WHAT THIS EXERCISE ASKS »
- A) Answer these questions using the article on the Billboard Global 200 holiday chart:
(i) Which song displaced "All I Want for Christmas Is You" from No. 1 on the Global 200?
(ii) In what month and year did the Global 200 chart launch?
(iii) For how many weeks has Carey's song led the Global 200 since December 2020?
- B) Extend the article on Wham!'s "Last Christmas" reaching No. 1 on the Billboard Global 200, beginning after its final line.

TEXT PASSAGE »
════════════════

For the first time in years, Mariah Carey has been unseated.

With just seven days left until Christmas, Wham!’s melancholy pop classic “Last Christmas” has knocked Carey’s ironclad holiday anthem “All I Want for Christmas Is You” off the top of Billboard’s Global 200 chart — ending what had become one of pop music’s most reliable seasonal rituals.

Wham / Louise Palanker / Flickr

Billboard confirmed that Wham!’s 1984 hit has surged to No. 1 worldwide, marking the first time any Christmas song other than Carey’s has topped the Global 200 since the chart’s launch in September 2020.

It’s a rare crack in the crown.

Since December 2020, Carey’s song has ruled the Global 200 for a staggering 19 weeks, turning December into a predictable coronation. Year after year, the same melody, the same bells, the same slow climb to the summit.

Until now.

════════════════

[Dataset excerpts]
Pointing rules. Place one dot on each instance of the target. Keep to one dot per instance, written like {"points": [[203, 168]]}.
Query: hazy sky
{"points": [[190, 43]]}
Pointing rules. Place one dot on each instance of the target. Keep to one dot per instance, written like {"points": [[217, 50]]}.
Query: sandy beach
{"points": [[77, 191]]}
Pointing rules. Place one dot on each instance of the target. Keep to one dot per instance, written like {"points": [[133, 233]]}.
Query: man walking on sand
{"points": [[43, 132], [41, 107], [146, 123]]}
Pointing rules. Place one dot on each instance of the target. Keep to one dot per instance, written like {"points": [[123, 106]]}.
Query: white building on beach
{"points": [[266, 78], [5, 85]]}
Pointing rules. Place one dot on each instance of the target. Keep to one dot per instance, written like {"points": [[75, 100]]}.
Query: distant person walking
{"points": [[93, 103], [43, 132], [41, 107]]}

════════════════

RESPONSES BY ITEM NUMBER »
- A)
(i) Wham!'s "Last Christmas"
(ii) September 2020
(iii) 19 weeks

- B)
Earlier this month, “Last Christmas” had already reached its highest-ever position on the Billboard Hot 100 and Holiday 100 charts, peaking at No. 2 — always just behind Carey. This week, the song finally slipped past her, riding a tidal wave of streams, nostalgia, and seasonal melancholy.

Andrew Ridgeley, the surviving half of Wham!, said he was “delighted” by the news.

“Thank you everyone who has embraced the song as a little piece of their own Merry Christmas,” he said in a statement, paying tribute to the track’s long afterlife — and, implicitly, to the late George Michael, whose voice still haunts the season four decades later.

The upset doesn’t mean Carey’s empire has fallen. Far from it.

“All I Want for Christmas Is You” still dominates radio, playlists, shopping malls, office parties, and December itself. Released in 1994, the song has become less a hit than an institution — a seasonal utility as unavoidable as mistletoe or awkward family dinners.

And the money keeps flowing.

Carey is estimated to earn between $2.5 million and $3 million every year from the song’s royalties alone. As of 2017, the track had generated more than $60 million since its release, with co-writer Walter Afanasieff also collecting a hefty share. It remains the most-streamed holiday song of all time.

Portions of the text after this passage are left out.